> _EXERCISE DATA_
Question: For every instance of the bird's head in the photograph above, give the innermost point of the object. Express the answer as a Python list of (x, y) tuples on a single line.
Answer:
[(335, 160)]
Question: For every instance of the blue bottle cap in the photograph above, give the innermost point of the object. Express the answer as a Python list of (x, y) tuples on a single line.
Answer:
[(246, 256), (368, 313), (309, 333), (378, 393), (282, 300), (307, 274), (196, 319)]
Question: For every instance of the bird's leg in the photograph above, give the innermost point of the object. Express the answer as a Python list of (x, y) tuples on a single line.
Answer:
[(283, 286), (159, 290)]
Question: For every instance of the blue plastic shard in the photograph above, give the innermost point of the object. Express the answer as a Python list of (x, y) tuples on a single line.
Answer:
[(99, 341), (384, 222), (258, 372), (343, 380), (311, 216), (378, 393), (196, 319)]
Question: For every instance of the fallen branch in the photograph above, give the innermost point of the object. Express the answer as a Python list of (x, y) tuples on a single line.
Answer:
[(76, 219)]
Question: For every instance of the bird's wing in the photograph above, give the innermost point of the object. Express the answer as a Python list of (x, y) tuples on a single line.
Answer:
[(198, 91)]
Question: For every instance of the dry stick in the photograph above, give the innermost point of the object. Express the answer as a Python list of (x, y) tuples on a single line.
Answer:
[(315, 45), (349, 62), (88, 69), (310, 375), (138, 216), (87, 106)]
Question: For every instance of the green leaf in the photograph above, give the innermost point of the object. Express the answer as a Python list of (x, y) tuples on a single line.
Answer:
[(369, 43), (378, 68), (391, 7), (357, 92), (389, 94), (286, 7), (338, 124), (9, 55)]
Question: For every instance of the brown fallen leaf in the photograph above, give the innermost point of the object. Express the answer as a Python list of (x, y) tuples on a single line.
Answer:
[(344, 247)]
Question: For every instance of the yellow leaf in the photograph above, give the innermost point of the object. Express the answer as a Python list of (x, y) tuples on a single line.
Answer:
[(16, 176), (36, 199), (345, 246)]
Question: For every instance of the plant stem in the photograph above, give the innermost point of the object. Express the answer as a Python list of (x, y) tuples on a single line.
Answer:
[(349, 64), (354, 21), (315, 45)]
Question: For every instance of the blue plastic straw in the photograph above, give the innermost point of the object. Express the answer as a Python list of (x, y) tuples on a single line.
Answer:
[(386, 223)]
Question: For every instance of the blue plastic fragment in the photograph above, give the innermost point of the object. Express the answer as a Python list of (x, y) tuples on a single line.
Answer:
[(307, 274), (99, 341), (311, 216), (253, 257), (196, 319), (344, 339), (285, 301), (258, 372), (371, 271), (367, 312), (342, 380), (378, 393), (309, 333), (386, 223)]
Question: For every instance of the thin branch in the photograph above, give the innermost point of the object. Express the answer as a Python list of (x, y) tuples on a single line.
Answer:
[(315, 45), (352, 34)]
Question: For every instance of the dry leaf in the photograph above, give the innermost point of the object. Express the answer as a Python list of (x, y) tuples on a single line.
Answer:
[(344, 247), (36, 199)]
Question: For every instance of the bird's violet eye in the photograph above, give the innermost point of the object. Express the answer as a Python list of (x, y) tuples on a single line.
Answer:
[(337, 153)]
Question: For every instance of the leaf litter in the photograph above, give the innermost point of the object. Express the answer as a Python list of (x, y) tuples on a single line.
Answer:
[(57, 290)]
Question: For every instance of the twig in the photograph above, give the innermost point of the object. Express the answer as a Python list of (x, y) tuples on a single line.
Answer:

> _REQUIRED ACTION_
Each line of the data above needs to be returned exactly.

> _ANSWER SPACE_
Question: For every instance of the bird's head in the photograph above, give the innermost point of the object. Express the answer as a Python list of (x, y) tuples on a single line.
Answer:
[(335, 160)]
Question: For every instance of the blue bottle cap in the photograph above, give the innermost point of the object. Express the answer as a Python list of (x, y) tuples on a single line.
Answer:
[(246, 256), (368, 313), (309, 333), (378, 393), (282, 300), (307, 274), (196, 319)]
Question: For every instance of the bird's leg in the photograph above, give the innermost point of the object. Express the answer as a Python list of (x, y) tuples on a single line.
Answer:
[(283, 286), (159, 290)]
Question: For every instance of the blue plastic shard in the photograph above, give the innermost point of the object. Express the answer as a Python list of (x, y) tuples on a single line.
Answer:
[(99, 341), (384, 222), (258, 372), (343, 380), (311, 216), (378, 393), (196, 319)]
Question: For every instance of the fallen branch in the photograph above, give the innermost point of the object. Express the answer as a Python list of (x, y) tuples on a single line.
Answer:
[(76, 219)]
Question: For every instance of the bird's wing in the photograph above, give the innermost point of the object. Express the answer as a Python list of (x, y) tuples on a single line.
Answer:
[(198, 91)]
Question: For every instance of the dry stick in the photograph above, give the innermost point of the object. Express the answer as a Python list of (x, y) tuples on a single line.
Answer:
[(315, 45), (349, 62), (88, 69), (310, 375), (138, 216), (87, 106)]
Question: For every instance of the green leaf in the photograph above, give the innermost point of the object. Express the answer as a Python list of (x, y) tuples on a single line.
Answer:
[(369, 43), (378, 68), (391, 7), (357, 92), (389, 94), (286, 7), (338, 124), (9, 55)]
Question: For every instance of the brown fallen leaf in the photograph above, give the innermost point of the object. Express the answer as a Python list of (x, y) tuples on a single line.
Answer:
[(344, 247)]
Question: For every instance of the yellow leaf in the photograph above, give the innermost point of the object. Express the answer as a Python list of (x, y) tuples on a single line.
Answer:
[(16, 176), (36, 199), (345, 246)]
Question: For every instance of the plant stem in the photograph above, give the innermost point of the object. Express the answer as a Python list of (x, y) tuples on a single line.
Answer:
[(349, 64), (354, 21), (315, 45)]
Question: For every instance of the blue plastic straw in the photograph above, give the innermost point of the object. Express the answer as a Python list of (x, y) tuples on a single line.
Answer:
[(386, 223)]
Question: For every instance of the blue plastic fragment in the photograph above, give the innermost point of the object. Express the answer as a Python list of (x, y) tuples on a single line.
Answer:
[(307, 274), (99, 341), (311, 216), (253, 257), (196, 319), (344, 339), (285, 301), (258, 372), (371, 271), (367, 312), (342, 380), (378, 393), (309, 333), (386, 223)]
Question: For every instance of the thin branch in the photograph above, give the innermost point of the object. Express the answer as a Python list of (x, y) tuples on a single line.
Answer:
[(315, 45), (352, 34)]
Question: For every instance of the dry leaf in the photograph above, give the innermost point of the object. Express the answer as a Python list of (x, y) tuples on a single line.
Answer:
[(344, 247), (36, 199)]
Question: For every instance of the bird's violet eye in the photograph above, give the innermost point of the object. Express the answer as a Python list of (x, y) tuples on a single line.
Answer:
[(337, 153)]
Question: For every instance of the leaf litter in the photograph above, give the innermost point of the object. Express the answer as a Python list of (x, y) tuples on a single line.
Answer:
[(57, 290)]
Question: For every instance of the twig in the photograph above, give the innermost point of the object. Express the answer as a Python list of (x, y) tuples on a single line.
Answer:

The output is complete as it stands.